[Image point grounding data]
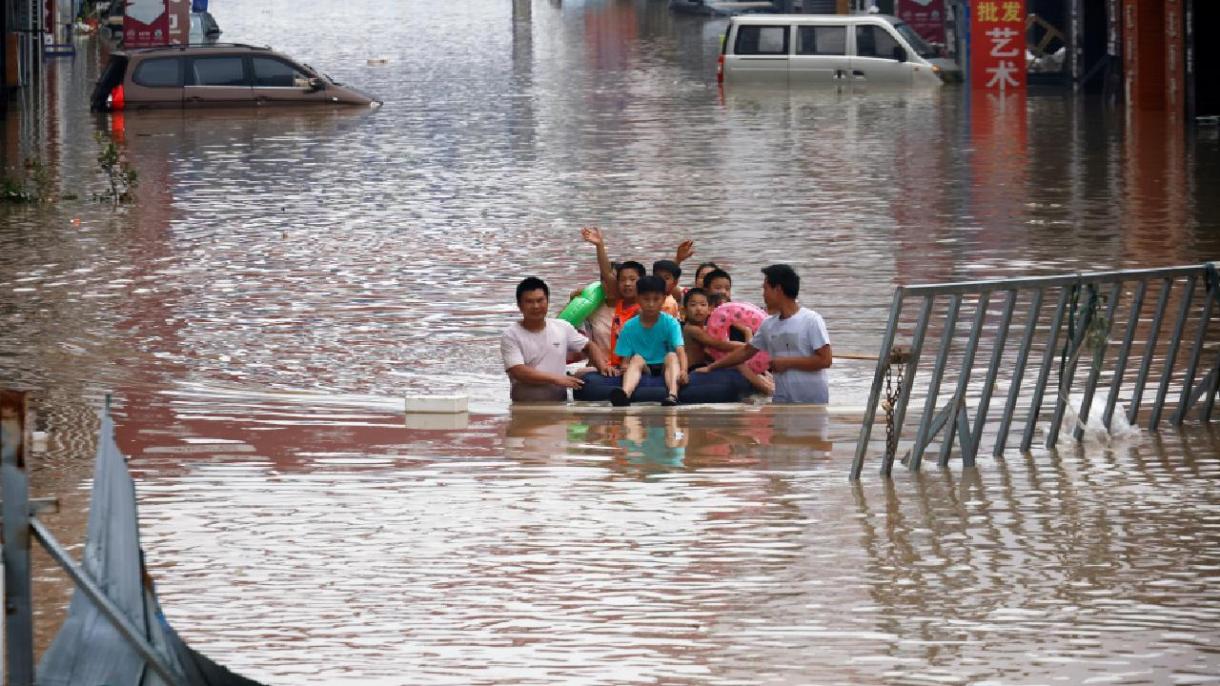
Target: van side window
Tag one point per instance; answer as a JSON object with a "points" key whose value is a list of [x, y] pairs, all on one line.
{"points": [[218, 71], [270, 72], [161, 72], [821, 40], [761, 40], [875, 42]]}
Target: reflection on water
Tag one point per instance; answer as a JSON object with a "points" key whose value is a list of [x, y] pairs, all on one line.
{"points": [[287, 277]]}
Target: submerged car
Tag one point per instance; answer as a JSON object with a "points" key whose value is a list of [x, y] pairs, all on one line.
{"points": [[215, 76], [810, 50]]}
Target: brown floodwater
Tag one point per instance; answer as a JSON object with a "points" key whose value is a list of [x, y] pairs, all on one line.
{"points": [[286, 277]]}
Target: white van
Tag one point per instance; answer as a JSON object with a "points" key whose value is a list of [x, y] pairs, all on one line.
{"points": [[800, 50]]}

Problem details:
Above are the records; return them exactly, minus the pictures.

Answer area:
Target: van side window
Tag one point per instance; answer as a JSON object with a "points" key whose value is a list of [x, y] pairs, all on one line.
{"points": [[218, 71], [270, 72], [161, 72], [821, 40], [761, 40], [875, 42]]}
Target: reflection on water
Tag one point per instance; answer as a JSON object with a "points" key whose value is a list of [x, y] pairs, all on one line.
{"points": [[287, 277]]}
Target: submerged car
Tag one point per instance; answer as a JSON object with a "points" key whose value is a list of [x, y] pairs, all on one line.
{"points": [[215, 76], [810, 50]]}
Target: brown floodwater
Tag one point per instance; answer as a JSON object with a "points" key whose value is a list of [x, y] pairs, all on one line.
{"points": [[286, 277]]}
Target: white van
Tag one point per instance; answer as a JSON object with a "points" key whose value is a list of [x, y] pairs, all on one line.
{"points": [[800, 50]]}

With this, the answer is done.